-- Opening Marker --
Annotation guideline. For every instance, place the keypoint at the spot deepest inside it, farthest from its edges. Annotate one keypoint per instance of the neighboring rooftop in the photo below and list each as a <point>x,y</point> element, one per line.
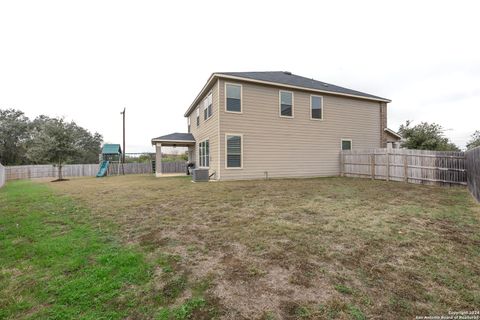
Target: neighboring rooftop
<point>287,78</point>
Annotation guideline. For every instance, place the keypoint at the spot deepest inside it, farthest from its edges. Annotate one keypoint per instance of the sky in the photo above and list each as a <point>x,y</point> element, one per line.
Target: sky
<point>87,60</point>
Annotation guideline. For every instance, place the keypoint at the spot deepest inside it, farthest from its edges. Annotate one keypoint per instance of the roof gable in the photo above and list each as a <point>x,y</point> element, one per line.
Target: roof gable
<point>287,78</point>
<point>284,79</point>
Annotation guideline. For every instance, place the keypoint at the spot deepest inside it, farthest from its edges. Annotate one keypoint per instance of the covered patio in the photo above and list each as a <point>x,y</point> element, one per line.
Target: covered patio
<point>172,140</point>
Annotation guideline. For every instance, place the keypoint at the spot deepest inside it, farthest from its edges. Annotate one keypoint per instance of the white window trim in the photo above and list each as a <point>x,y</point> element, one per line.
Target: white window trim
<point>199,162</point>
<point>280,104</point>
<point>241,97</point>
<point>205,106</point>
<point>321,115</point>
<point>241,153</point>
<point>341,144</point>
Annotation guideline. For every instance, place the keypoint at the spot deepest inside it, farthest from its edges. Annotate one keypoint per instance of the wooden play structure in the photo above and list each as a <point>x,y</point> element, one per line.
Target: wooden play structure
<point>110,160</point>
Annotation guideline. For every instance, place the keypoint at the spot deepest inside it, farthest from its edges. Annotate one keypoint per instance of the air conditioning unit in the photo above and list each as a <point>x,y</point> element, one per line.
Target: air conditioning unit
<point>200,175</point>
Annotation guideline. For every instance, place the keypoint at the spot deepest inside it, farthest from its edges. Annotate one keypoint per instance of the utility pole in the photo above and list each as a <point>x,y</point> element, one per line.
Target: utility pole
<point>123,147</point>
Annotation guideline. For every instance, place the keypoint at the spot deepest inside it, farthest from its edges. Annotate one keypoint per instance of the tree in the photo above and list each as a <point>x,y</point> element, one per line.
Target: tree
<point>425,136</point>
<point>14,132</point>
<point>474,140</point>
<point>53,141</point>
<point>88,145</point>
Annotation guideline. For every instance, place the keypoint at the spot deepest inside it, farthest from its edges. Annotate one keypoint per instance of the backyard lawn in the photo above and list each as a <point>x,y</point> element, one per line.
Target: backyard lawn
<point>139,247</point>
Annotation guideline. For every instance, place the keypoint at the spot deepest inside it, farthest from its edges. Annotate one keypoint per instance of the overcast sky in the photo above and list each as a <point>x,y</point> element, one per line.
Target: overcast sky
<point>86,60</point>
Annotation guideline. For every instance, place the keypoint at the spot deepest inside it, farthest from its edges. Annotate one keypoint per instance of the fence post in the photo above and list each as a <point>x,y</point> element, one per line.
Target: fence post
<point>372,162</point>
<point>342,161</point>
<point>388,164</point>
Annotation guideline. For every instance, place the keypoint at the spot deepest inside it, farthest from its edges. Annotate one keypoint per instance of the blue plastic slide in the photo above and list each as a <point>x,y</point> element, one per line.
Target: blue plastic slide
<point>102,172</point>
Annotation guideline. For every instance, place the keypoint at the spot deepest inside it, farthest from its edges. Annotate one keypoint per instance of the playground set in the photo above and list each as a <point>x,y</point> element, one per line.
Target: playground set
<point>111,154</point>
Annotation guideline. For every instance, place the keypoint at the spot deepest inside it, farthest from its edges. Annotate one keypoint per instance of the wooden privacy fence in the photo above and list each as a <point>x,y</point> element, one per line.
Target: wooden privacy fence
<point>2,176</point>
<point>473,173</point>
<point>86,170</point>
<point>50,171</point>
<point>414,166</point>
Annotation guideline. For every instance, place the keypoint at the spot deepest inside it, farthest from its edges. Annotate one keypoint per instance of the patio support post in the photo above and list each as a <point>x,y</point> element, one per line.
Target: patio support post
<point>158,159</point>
-- Closing Marker --
-- Opening Marker --
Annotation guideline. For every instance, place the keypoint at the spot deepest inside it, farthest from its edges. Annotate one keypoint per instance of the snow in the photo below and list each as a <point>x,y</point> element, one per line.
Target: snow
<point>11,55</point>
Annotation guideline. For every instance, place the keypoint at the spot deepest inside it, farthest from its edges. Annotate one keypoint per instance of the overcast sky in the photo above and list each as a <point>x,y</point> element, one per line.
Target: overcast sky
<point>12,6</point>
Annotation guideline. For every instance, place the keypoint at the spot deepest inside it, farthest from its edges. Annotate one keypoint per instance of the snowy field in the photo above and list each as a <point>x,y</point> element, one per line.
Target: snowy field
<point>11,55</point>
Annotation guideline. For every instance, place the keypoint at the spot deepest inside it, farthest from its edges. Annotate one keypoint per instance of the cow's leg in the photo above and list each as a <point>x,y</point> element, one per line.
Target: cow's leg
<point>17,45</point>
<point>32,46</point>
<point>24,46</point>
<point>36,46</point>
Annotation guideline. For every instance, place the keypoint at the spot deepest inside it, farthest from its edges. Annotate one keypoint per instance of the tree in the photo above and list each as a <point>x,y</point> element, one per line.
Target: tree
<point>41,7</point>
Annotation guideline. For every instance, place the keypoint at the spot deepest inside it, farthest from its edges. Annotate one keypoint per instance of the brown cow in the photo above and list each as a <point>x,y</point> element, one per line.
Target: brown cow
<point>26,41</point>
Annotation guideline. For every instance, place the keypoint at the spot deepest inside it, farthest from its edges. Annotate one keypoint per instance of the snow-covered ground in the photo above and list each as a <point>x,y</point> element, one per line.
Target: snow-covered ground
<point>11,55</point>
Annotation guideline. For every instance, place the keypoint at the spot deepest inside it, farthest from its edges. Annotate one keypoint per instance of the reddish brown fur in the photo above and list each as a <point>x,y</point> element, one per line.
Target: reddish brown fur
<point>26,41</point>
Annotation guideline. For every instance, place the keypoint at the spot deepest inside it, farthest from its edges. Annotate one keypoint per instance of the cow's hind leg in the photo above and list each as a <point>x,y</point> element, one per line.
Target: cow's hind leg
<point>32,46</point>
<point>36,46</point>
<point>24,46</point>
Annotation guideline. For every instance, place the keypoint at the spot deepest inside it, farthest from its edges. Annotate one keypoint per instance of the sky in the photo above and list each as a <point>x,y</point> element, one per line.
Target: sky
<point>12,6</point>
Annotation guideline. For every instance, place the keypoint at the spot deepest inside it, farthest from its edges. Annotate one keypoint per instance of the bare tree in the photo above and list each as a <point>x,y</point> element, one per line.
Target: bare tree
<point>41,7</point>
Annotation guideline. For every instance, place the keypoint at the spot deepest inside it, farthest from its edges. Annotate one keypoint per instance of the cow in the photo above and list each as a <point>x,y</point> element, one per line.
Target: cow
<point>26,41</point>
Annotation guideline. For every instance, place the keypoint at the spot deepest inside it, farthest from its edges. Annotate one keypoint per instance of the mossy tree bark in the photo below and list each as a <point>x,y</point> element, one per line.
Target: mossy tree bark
-- Closing Marker --
Among the entries, how many lines hold the word "below"? Please answer with only that number.

Your response: 3